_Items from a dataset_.
⟨
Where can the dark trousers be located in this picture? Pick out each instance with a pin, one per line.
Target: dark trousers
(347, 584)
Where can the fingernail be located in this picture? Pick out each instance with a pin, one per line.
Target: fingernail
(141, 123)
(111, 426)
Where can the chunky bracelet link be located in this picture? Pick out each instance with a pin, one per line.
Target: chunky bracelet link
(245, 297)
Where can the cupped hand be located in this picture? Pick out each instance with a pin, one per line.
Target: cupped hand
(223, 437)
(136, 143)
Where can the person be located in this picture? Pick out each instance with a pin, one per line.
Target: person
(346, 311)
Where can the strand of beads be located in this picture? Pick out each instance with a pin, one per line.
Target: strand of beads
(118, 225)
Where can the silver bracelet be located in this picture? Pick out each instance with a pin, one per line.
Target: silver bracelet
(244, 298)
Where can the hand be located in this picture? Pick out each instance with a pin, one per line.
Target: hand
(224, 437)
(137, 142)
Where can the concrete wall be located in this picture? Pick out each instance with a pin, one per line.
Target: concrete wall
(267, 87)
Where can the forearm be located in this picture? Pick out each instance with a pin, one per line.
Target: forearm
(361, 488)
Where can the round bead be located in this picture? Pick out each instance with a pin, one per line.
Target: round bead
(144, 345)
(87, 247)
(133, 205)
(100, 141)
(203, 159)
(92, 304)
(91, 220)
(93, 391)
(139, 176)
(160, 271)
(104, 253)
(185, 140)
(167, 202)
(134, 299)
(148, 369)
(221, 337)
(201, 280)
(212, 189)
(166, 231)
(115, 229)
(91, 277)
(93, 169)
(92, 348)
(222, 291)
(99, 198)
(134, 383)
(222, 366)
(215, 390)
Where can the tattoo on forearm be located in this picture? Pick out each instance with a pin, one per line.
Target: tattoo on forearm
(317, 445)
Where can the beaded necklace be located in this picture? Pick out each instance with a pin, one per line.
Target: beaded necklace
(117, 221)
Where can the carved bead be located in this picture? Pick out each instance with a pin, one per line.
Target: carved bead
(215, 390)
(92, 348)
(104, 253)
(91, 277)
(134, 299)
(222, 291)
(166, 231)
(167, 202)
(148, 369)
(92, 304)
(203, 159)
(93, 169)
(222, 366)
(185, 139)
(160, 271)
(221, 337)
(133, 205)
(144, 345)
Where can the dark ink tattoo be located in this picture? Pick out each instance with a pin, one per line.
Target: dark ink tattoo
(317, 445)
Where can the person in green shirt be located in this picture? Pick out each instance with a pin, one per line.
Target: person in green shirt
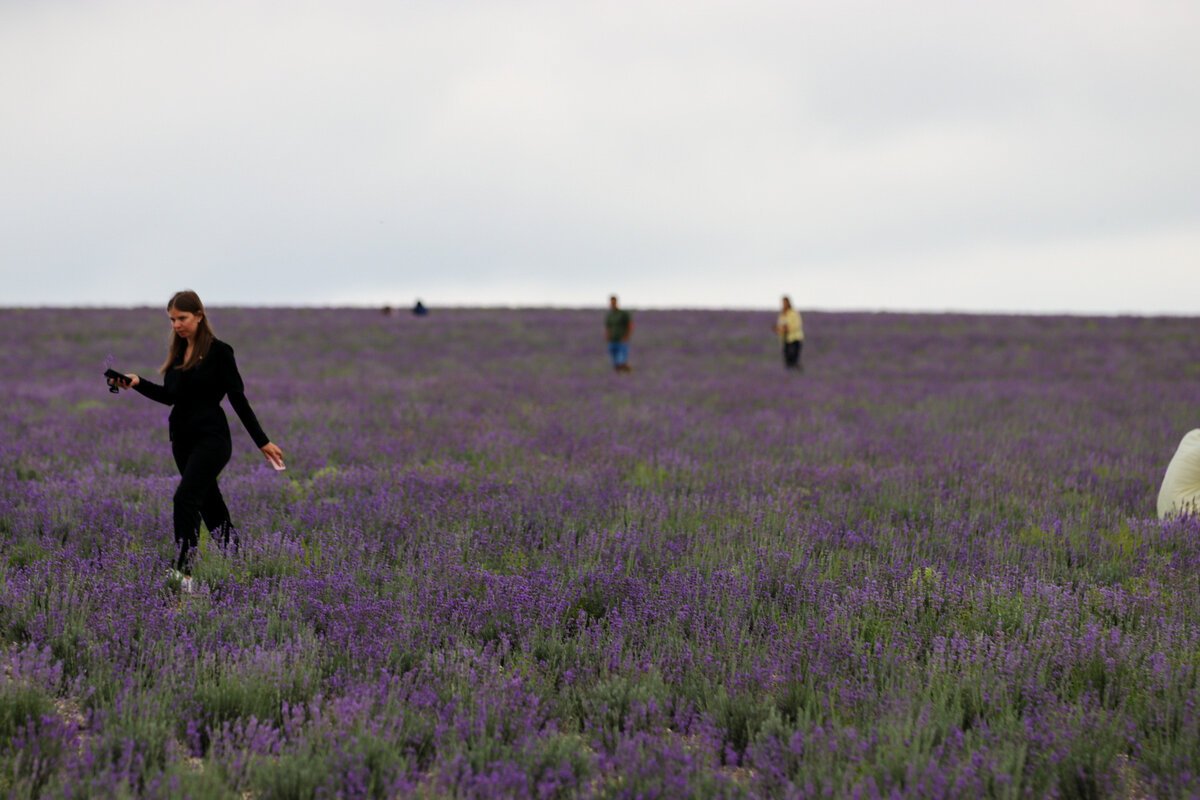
⟩
_TASK TO COMPLETE_. Rewrite the records from the line containing "Where can the forearm" up to and including the final line of the records, keeping the requests, and shift every number in the pin coordinates up by 61. Leave the pictures out of your answer.

_SOLUTION TO THE EXERCISE_.
Where can the forearm be located in this picture? Pick out each instance with a pin, one per line.
Target: forearm
(422, 549)
Where can the round bead be located in this picture? Pick out each instance with a pin, one per line.
Target: round bead
(205, 406)
(148, 308)
(194, 266)
(161, 202)
(264, 220)
(153, 365)
(152, 281)
(154, 452)
(200, 237)
(221, 332)
(165, 314)
(246, 201)
(228, 263)
(195, 360)
(209, 430)
(282, 398)
(262, 341)
(273, 250)
(227, 292)
(176, 290)
(152, 338)
(154, 230)
(153, 409)
(283, 352)
(160, 259)
(195, 444)
(283, 427)
(276, 451)
Where can the tattoo on forearm be located in this picture? Pick out each instance with a pin, one per line.
Target: tattoo on forearm
(378, 506)
Where can the beaded necklace be located in this picture? Pick out each instance with a pin, one per line.
Target: beaded necklace
(178, 282)
Where can the carved bead be located in this picture? Pick out each instance with a pin, one per line.
Target: carved bead
(276, 451)
(153, 409)
(165, 314)
(152, 338)
(195, 360)
(283, 352)
(227, 292)
(228, 263)
(209, 430)
(153, 365)
(264, 220)
(154, 230)
(283, 427)
(246, 200)
(221, 332)
(282, 398)
(194, 266)
(205, 406)
Where can the dark ink tattoo be located in this picture? Pick out each instance with a pin, one per line.
Target: dark ink tattoo
(378, 506)
Where can the person in green shirt be located in this picture? Pick out each instance with a pin, one per line.
Target: person in green shirt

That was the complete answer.